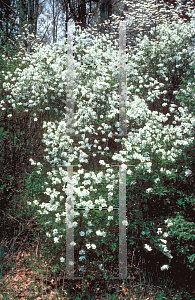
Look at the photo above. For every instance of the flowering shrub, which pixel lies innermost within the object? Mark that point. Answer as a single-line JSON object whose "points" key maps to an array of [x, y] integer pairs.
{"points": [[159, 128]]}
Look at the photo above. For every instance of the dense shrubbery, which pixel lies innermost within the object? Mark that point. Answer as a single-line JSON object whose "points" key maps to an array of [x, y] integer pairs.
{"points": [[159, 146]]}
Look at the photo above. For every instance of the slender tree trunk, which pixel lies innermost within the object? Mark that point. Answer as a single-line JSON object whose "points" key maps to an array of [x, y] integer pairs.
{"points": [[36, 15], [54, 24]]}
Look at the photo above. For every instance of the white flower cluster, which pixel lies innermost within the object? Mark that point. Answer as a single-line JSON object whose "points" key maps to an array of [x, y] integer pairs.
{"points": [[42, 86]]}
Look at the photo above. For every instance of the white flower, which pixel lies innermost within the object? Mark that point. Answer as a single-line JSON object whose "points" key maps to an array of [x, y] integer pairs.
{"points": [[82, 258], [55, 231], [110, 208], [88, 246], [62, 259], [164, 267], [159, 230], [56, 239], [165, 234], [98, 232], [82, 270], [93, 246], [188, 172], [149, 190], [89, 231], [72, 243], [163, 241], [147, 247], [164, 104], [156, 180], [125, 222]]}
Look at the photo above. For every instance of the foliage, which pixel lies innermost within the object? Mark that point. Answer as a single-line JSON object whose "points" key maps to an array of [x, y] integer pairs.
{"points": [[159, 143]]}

--

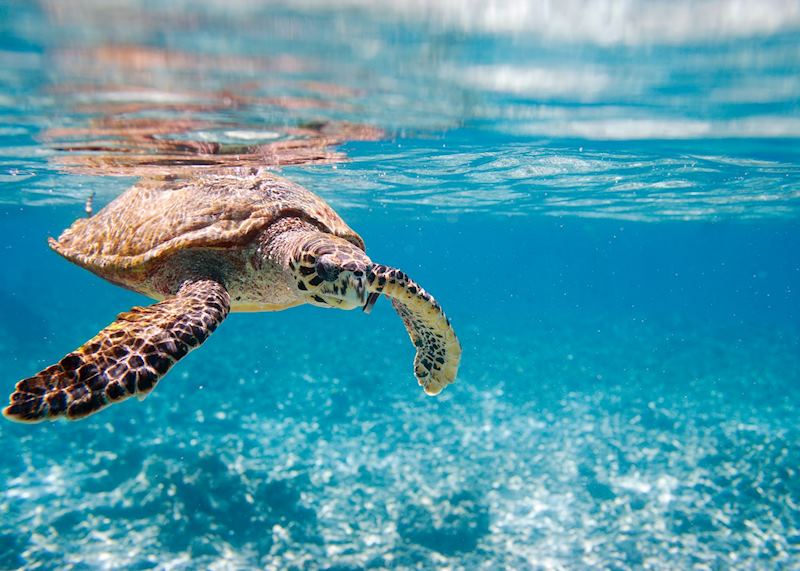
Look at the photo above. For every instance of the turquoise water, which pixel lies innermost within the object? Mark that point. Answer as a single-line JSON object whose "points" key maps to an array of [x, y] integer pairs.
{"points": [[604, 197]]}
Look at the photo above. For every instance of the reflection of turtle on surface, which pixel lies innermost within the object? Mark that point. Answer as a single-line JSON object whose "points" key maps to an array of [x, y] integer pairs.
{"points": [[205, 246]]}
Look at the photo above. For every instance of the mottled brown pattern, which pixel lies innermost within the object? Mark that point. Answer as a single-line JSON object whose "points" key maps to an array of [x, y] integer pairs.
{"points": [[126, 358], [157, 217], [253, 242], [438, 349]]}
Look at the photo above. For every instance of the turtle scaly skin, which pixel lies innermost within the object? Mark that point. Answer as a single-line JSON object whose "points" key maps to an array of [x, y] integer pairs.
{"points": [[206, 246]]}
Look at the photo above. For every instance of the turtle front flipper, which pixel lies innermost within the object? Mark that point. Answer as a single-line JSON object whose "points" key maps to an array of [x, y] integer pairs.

Directions for this task:
Keep both end lines and retype everything in the records above from the line containing "the turtle scaly" through the line containing "the turtle front", exactly, with nothing else.

Exercise answer:
Look at the photo above. For every instance of the turtle scaly skin, which pixel lies innermost within the object? Mark that point. Answer as a single-line JSON object whose "points" key maps to an array of [x, y] integer pairs.
{"points": [[206, 246]]}
Look at the photo above. For every instance of the turtle front flipper, which pixel lies innermost within the object? Mark that point. Answer as a single-line JSON object whose "points" key maps to an array of [x, y] integer pairs.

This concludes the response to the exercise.